-- THE DATA follows --

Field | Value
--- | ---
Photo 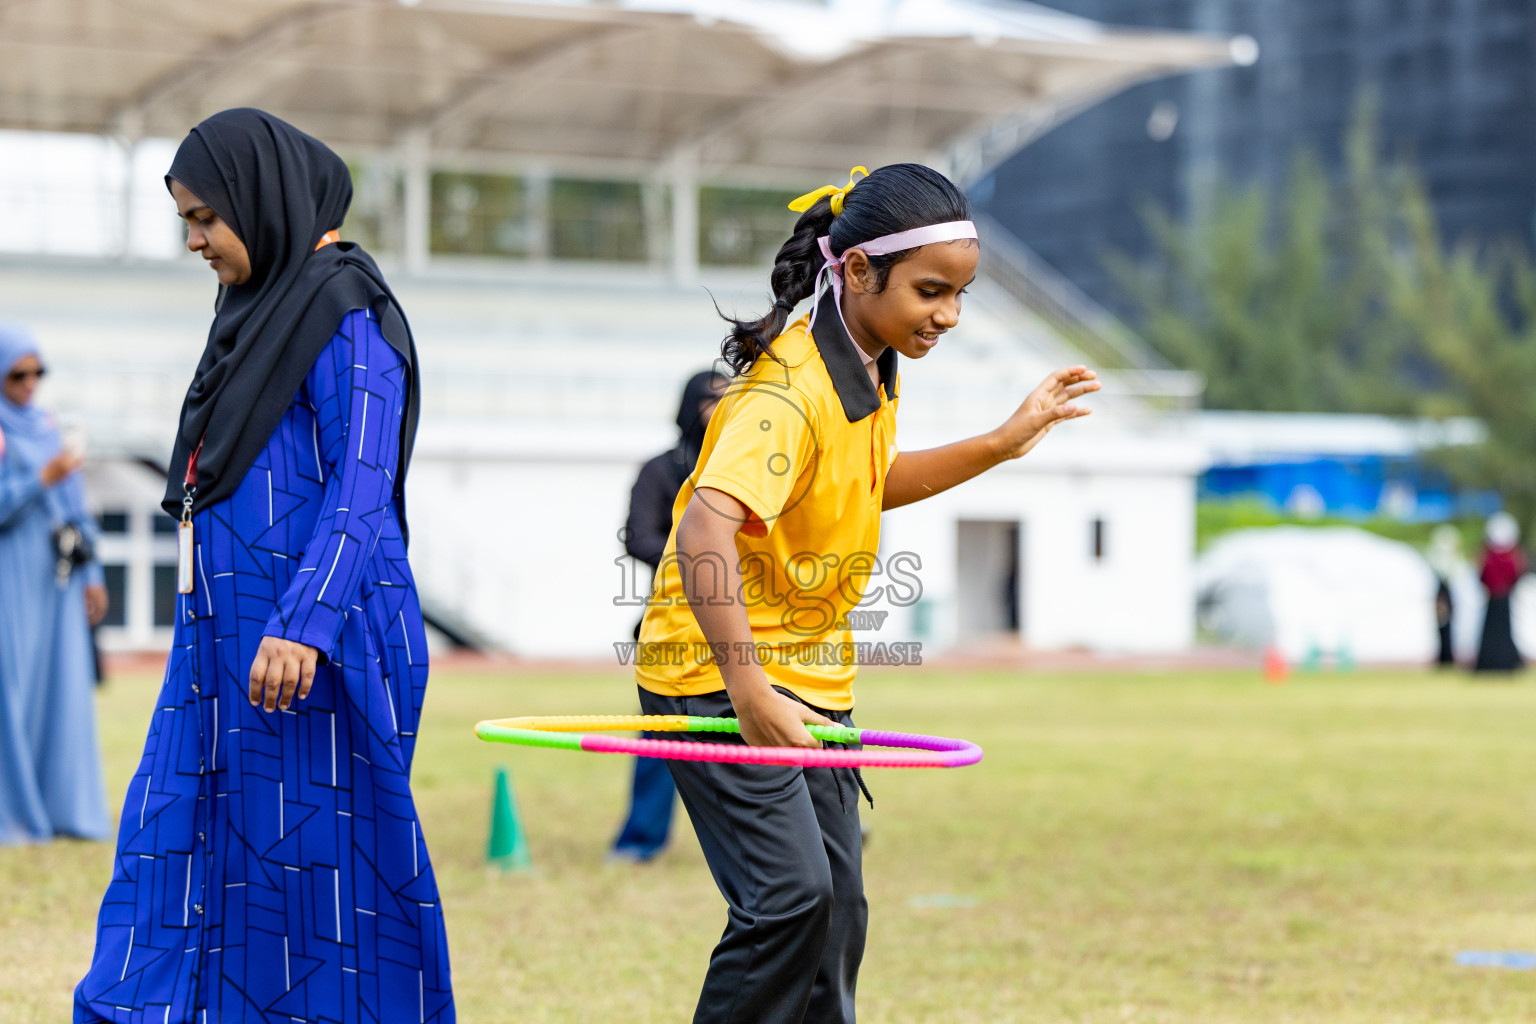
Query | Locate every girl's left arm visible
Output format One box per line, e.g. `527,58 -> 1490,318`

883,365 -> 1099,511
251,311 -> 406,712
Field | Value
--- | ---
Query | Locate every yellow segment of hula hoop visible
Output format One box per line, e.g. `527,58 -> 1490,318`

482,715 -> 693,733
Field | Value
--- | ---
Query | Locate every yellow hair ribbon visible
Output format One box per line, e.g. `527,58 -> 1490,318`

788,166 -> 869,216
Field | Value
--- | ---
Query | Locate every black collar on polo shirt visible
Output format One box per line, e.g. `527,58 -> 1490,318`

810,289 -> 898,423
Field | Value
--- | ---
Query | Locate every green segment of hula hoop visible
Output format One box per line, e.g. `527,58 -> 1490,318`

473,721 -> 586,750
686,716 -> 862,746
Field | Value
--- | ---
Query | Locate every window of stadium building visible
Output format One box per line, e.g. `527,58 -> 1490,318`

344,162 -> 403,254
415,174 -> 795,266
548,179 -> 648,262
699,186 -> 798,267
429,172 -> 535,258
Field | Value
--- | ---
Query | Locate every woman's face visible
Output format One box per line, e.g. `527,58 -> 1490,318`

170,180 -> 252,286
2,354 -> 44,407
841,240 -> 979,360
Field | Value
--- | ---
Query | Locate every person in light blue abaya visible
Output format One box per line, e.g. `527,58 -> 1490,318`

0,322 -> 110,845
75,109 -> 452,1023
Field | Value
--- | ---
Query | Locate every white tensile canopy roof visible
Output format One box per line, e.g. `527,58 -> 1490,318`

0,0 -> 1253,184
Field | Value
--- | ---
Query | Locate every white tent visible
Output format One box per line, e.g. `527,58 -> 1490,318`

1197,526 -> 1536,665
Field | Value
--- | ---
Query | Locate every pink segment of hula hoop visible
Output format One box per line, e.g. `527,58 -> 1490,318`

579,733 -> 982,769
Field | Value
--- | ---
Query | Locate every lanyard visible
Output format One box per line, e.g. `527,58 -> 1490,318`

181,439 -> 203,523
178,440 -> 202,594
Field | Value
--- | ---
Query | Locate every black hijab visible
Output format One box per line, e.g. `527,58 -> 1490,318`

160,108 -> 420,539
670,370 -> 727,487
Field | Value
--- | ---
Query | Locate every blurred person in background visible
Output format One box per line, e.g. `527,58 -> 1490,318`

0,323 -> 110,845
1475,512 -> 1525,673
610,368 -> 727,863
1426,525 -> 1461,668
75,109 -> 453,1022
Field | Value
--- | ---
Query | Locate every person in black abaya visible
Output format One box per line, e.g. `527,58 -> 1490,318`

1427,525 -> 1460,668
75,109 -> 453,1022
610,369 -> 727,862
1475,511 -> 1526,674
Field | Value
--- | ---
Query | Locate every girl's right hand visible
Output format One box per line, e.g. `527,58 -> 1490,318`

40,450 -> 85,487
734,686 -> 835,748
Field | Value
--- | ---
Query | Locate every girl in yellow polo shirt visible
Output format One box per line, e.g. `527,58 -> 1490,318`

637,163 -> 1099,1024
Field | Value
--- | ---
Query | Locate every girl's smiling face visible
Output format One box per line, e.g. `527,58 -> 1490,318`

840,239 -> 979,361
170,179 -> 252,286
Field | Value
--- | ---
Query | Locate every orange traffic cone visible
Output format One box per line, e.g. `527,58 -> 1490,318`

1263,645 -> 1289,685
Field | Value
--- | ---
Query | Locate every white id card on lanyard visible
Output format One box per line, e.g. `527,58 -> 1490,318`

177,440 -> 202,595
177,520 -> 194,594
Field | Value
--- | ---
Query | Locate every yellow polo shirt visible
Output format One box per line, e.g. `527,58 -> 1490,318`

636,297 -> 899,711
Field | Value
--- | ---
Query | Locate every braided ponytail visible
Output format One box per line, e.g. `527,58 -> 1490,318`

721,198 -> 836,376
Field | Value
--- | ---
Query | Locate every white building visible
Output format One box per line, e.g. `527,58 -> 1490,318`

0,0 -> 1249,656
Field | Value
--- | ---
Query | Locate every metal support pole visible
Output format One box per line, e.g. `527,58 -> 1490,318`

641,176 -> 668,269
117,138 -> 138,261
114,108 -> 145,261
669,148 -> 699,285
400,128 -> 431,274
524,167 -> 551,263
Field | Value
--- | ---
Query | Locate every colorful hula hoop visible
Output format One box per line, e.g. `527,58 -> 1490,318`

473,715 -> 983,769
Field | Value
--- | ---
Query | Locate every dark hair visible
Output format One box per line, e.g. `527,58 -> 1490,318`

721,163 -> 972,375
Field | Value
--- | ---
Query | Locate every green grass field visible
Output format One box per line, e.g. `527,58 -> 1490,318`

8,665 -> 1536,1022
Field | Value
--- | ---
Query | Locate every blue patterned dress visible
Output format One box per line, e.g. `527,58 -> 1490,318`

76,309 -> 454,1023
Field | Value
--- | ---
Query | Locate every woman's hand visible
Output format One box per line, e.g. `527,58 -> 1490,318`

733,684 -> 836,748
991,366 -> 1100,460
85,584 -> 108,627
249,636 -> 320,713
40,450 -> 84,487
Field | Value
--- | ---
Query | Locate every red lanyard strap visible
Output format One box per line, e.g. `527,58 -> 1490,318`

181,439 -> 203,523
185,439 -> 203,488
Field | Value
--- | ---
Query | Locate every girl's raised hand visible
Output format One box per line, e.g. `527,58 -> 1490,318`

992,366 -> 1099,460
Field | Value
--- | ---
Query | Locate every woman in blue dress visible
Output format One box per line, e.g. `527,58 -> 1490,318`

75,109 -> 454,1023
0,322 -> 110,845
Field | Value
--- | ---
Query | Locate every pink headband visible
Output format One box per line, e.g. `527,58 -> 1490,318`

811,220 -> 978,357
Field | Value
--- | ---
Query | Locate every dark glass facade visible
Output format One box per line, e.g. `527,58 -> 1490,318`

979,0 -> 1536,315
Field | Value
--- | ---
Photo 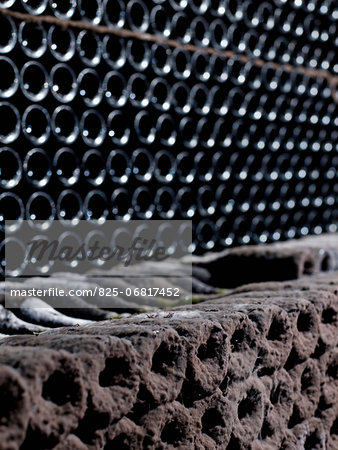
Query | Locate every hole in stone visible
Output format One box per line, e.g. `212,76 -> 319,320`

326,362 -> 338,380
303,259 -> 314,275
284,348 -> 303,371
238,388 -> 260,420
288,405 -> 303,428
143,436 -> 153,447
321,254 -> 330,271
230,328 -> 245,352
248,313 -> 264,332
74,395 -> 110,444
198,329 -> 222,360
315,395 -> 332,417
202,408 -> 225,440
267,316 -> 287,341
311,338 -> 326,359
161,420 -> 184,445
322,307 -> 336,324
128,385 -> 156,423
151,341 -> 179,376
42,370 -> 79,406
257,366 -> 275,377
104,434 -> 131,450
175,327 -> 190,337
331,417 -> 338,436
180,366 -> 209,407
0,380 -> 23,421
226,433 -> 241,449
20,425 -> 58,450
219,373 -> 230,393
270,383 -> 288,405
297,311 -> 313,332
181,378 -> 209,407
261,419 -> 273,439
304,431 -> 321,449
99,357 -> 131,387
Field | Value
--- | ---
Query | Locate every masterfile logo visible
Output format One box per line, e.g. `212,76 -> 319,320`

3,220 -> 192,277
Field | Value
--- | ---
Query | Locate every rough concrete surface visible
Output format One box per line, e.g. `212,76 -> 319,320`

0,235 -> 337,449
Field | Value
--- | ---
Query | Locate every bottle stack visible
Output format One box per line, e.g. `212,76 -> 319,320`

0,0 -> 336,255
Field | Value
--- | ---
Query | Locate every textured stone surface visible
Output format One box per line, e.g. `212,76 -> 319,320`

0,268 -> 337,449
0,234 -> 337,449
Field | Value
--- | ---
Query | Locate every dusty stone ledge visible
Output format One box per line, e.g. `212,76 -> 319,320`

0,268 -> 337,449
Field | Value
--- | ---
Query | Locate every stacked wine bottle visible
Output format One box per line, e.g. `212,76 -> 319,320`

0,0 -> 337,255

-- THE DATA concluded --

◆ EXERCISE PROMPT ◆
Starting with the first line of the data above and ending with the line containing "Query | Locate every yellow segment", please restate every line exactly, leaving images out.

◆ WRITTEN SOLUTION ◆
Field | Value
--- | ---
Photo 
Query | Locate every girl's left arm visible
Output format One box per line, e.g. `527,58 -> 1490,318`

883,365 -> 1099,511
251,311 -> 406,712
Field | Value
--- | ---
Query | Locate every yellow segment of hula hoop visible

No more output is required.